■ Task to carry out
Print every entry again exactly, with no pictures.

(Collected data entries)
::::::

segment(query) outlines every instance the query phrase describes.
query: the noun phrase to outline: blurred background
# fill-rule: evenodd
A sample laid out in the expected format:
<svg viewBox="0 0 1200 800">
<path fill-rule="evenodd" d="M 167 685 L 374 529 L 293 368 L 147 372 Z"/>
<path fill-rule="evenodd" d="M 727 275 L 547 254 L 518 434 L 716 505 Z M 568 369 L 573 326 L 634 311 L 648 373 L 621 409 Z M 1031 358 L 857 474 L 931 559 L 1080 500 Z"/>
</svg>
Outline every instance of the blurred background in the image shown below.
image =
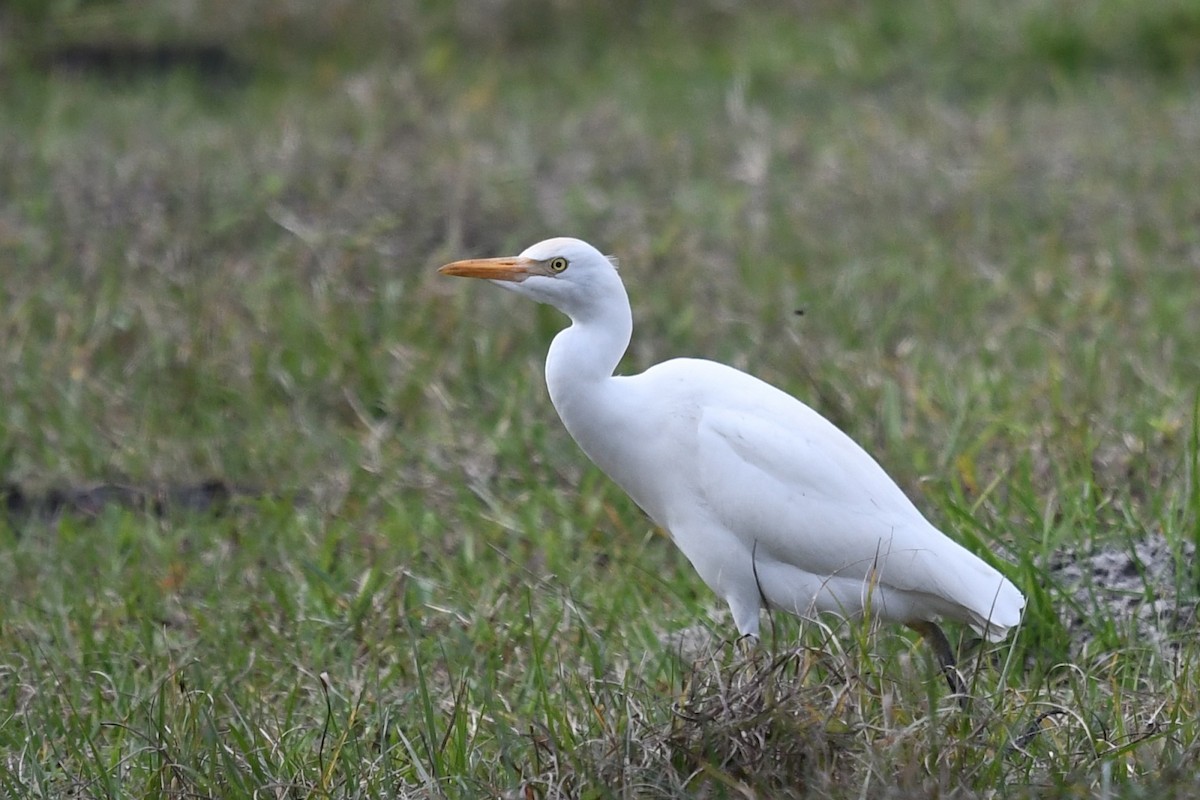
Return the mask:
<svg viewBox="0 0 1200 800">
<path fill-rule="evenodd" d="M 464 469 L 591 475 L 541 387 L 555 312 L 433 273 L 550 235 L 621 258 L 624 369 L 750 369 L 989 529 L 1049 546 L 1062 491 L 1102 498 L 1076 535 L 1190 485 L 1192 3 L 0 14 L 10 505 L 454 515 Z"/>
<path fill-rule="evenodd" d="M 229 445 L 301 423 L 304 464 L 318 418 L 419 417 L 450 324 L 429 306 L 465 291 L 430 268 L 558 234 L 627 264 L 633 366 L 808 374 L 842 423 L 887 424 L 854 419 L 932 380 L 1027 426 L 1060 402 L 1152 433 L 1197 378 L 1182 0 L 0 13 L 18 475 L 305 482 L 291 436 Z M 503 339 L 532 313 L 509 308 L 463 313 Z"/>
<path fill-rule="evenodd" d="M 785 388 L 1004 565 L 996 736 L 1086 709 L 940 750 L 864 669 L 828 780 L 1195 774 L 1194 0 L 7 0 L 0 789 L 604 785 L 581 742 L 676 730 L 720 604 L 555 419 L 558 314 L 434 272 L 554 235 L 620 258 L 622 370 Z"/>
</svg>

::::::

■ Result of the exercise
segment(query) outlines every instance the query phrase describes.
query: the noun phrase to outline: blurred background
# fill-rule: evenodd
A sample laid out in the expected format:
<svg viewBox="0 0 1200 800">
<path fill-rule="evenodd" d="M 167 685 L 374 529 L 293 368 L 147 372 Z"/>
<path fill-rule="evenodd" d="M 727 275 L 547 254 L 518 434 L 716 505 Z M 568 369 L 573 326 L 634 311 L 648 373 L 621 409 Z M 1031 358 L 857 474 L 931 559 L 1080 500 Z"/>
</svg>
Outline every instance of the blurred background in the image shown below.
image =
Return the mask:
<svg viewBox="0 0 1200 800">
<path fill-rule="evenodd" d="M 464 469 L 591 475 L 541 387 L 555 312 L 433 273 L 550 235 L 621 258 L 624 369 L 750 369 L 989 529 L 1049 546 L 1062 491 L 1102 498 L 1076 535 L 1190 485 L 1192 3 L 0 14 L 10 505 L 454 515 Z"/>
<path fill-rule="evenodd" d="M 229 445 L 301 423 L 304 464 L 318 418 L 419 417 L 450 324 L 429 306 L 465 291 L 430 268 L 558 234 L 627 264 L 633 366 L 808 374 L 842 423 L 887 424 L 854 419 L 932 380 L 1027 426 L 1060 402 L 1152 433 L 1197 378 L 1182 0 L 0 13 L 18 475 L 305 482 L 291 436 Z M 503 339 L 532 313 L 509 308 L 463 313 Z"/>
<path fill-rule="evenodd" d="M 785 388 L 1004 565 L 996 736 L 1086 709 L 940 750 L 864 669 L 828 780 L 1195 774 L 1194 0 L 7 0 L 0 789 L 604 785 L 581 742 L 676 730 L 720 604 L 555 419 L 558 314 L 434 272 L 554 235 L 620 258 L 622 370 Z"/>
</svg>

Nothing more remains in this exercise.